*** Opening Document extract ***

Dialysis patients see life-saver in pending congressional bill
>> Monday, January 21, 2019
By
Ramon Dacawi
Dialysis patients
struggling to cope with the daily and life-time pressure of how to support
their two- to four times a week treatment in order to survive expressed hopes
Congress would finally pass a pending bill making the life-saving procedure
free of charge, as is the case in other countries.
Baguio Rep.
Mark Go, a co-author of the bill, told patients here last week that contentious
provisions have been removed from the bill in order to make it at par with the
medical practice in Western countries where dialysis is done free of charge, it
being a life=saving procedure.
“We have
removed the section providing that only patients with incomes less than P50,000
a month would be entitled to free dialysis,” Go said in a dialogue with Baguio
patients.
This
provision, patients said, would force those earning more than P50,000 a month
to misdeclare their monthly earnings to be legible for the impending government
medical support.
As one
patient observed: “Even if a patient can still work despite his/her medical
condition and earns P200,000 a month can not maintain the cost of his dialysis,
especially so if his family is renting an apartment and he has children going
to school.”
Most patients
undergo dialysis twice a week, with each session costing P2,200, aside from
being injected with blood-regulating medicine also twice a week at P1,200 per
ampule.
Patients here
and all over the country found relief a few years back when Philhealth,the
Philippines’ health care support program, approved a Baguio a city
council resolution authored by councilor Peter Fianza doubling its
free-dialysis sessions support from 45 to 90 sessions a year.
Mayor Domogan
followed up the resolution when he spoke at the inauguration of the
Philhealth’s office at Teacher’s Camp.
Notwithstanding
the doubling of the free dialysis sessions, patients who need to be
hospitalized are reluctant to do so as their yearly 90-dialysis allocation would
be whittled down for each day of confinement.
“With this
arrangement, I would be reluctant to be confined even if I have to as I would
not be able to complete my dialysis for the whole year,” a patient said.
Faced with
this predicament, the Baguio General Hospital Dialysis Patients and Partners
Association last year submitted a resolution asking the country’s senators and
congressmen to automatically pool part of their annual medical assistance fund
from which hospitals can automatically draw payments for dialysis.
Under the
present procedure, patients have to personally make a written request and
attach to it their social case studies and medical papers, together with their
certificates of indigency, each time they request support from a congressman or
senator.
“More than
this cumbersome procedure is the fact that legislators tend to favor some
patients by issuing them more assistance than others,” another patient
observed.
On top of
these requests, patients in Baguio are asking provincial hospitals from all
over the country to set up their own dialysis centers to cope with the growing
number of patients who have to travel far to undergo dialysis. This provision
is included in the bill, congressman Go said.

*** Closing Document extract ***

■ **Exercises to complete**:
- 1) Rewrite the paragraph of the dialysis article that begins "Most patients undergo dialysis" as a short bulleted list, keeping its main facts.
- 2) Repeat everything in the dialysis article from "Notwithstanding" down to "payments for dialysis.", word for word.

*** Opening Extracted material ***

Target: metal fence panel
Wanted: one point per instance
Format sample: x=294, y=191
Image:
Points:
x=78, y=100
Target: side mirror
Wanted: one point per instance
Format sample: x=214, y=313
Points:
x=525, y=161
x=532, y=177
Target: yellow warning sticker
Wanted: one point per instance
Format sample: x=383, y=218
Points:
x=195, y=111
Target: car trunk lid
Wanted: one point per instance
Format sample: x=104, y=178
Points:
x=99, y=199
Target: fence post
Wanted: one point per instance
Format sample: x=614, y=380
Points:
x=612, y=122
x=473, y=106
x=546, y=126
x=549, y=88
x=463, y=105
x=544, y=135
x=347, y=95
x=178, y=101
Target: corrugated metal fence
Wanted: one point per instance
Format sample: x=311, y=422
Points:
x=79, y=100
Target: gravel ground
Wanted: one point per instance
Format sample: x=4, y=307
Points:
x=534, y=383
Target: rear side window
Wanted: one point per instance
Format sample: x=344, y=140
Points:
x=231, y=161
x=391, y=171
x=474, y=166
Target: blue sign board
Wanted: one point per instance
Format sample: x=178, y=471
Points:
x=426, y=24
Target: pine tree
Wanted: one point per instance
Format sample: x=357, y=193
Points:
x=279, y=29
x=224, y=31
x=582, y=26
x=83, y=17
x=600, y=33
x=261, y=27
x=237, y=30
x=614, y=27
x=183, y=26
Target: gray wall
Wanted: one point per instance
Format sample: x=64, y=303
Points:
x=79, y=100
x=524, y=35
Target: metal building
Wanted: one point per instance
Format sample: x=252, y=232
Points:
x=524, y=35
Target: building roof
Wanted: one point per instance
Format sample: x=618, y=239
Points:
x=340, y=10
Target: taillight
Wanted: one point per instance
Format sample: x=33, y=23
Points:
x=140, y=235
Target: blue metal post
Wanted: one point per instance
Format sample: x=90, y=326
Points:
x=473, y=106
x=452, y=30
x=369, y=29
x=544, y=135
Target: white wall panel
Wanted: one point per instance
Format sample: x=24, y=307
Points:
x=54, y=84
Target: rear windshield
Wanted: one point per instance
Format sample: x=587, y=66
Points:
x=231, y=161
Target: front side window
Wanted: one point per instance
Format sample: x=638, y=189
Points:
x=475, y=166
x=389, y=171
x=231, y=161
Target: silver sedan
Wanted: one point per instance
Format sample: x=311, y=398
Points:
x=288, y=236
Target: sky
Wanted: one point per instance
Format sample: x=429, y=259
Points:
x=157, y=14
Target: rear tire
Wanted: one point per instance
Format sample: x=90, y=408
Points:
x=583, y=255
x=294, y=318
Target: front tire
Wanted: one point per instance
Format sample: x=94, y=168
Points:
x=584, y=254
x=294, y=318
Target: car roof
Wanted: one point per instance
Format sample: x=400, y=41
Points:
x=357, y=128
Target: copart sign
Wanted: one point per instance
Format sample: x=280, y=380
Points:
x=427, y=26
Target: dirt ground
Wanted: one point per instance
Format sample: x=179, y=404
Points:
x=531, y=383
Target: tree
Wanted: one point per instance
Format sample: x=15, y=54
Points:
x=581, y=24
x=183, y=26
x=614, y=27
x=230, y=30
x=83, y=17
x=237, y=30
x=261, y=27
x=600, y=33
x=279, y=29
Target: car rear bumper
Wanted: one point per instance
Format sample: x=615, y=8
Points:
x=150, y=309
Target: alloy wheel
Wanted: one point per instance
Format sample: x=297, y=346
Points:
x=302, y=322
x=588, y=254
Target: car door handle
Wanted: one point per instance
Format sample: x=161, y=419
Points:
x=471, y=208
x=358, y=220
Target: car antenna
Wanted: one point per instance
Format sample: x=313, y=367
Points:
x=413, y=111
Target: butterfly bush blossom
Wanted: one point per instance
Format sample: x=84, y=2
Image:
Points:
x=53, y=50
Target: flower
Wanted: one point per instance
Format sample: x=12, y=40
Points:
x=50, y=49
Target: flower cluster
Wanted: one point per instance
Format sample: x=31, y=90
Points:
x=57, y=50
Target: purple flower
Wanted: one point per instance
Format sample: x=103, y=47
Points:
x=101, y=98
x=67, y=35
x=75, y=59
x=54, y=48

*** Closing Extracted material ***

■ **Answers to the problems**:
- 1)
- Most patients undergo dialysis twice a week.
- Each session costs P2,200.
- They are also injected with blood-regulating medicine twice a week.
- The medicine costs P1,200 per ampule.

- 2)
Notwithstanding
the doubling of the free dialysis sessions, patients who need to be
hospitalized are reluctant to do so as their yearly 90-dialysis allocation would
be whittled down for each day of confinement.
“With this
arrangement, I would be reluctant to be confined even if I have to as I would
not be able to complete my dialysis for the whole year,” a patient said.
Faced with
this predicament, the Baguio General Hospital Dialysis Patients and Partners
Association last year submitted a resolution asking the country’s senators and
congressmen to automatically pool part of their annual medical assistance fund
from which hospitals can automatically draw payments for dialysis.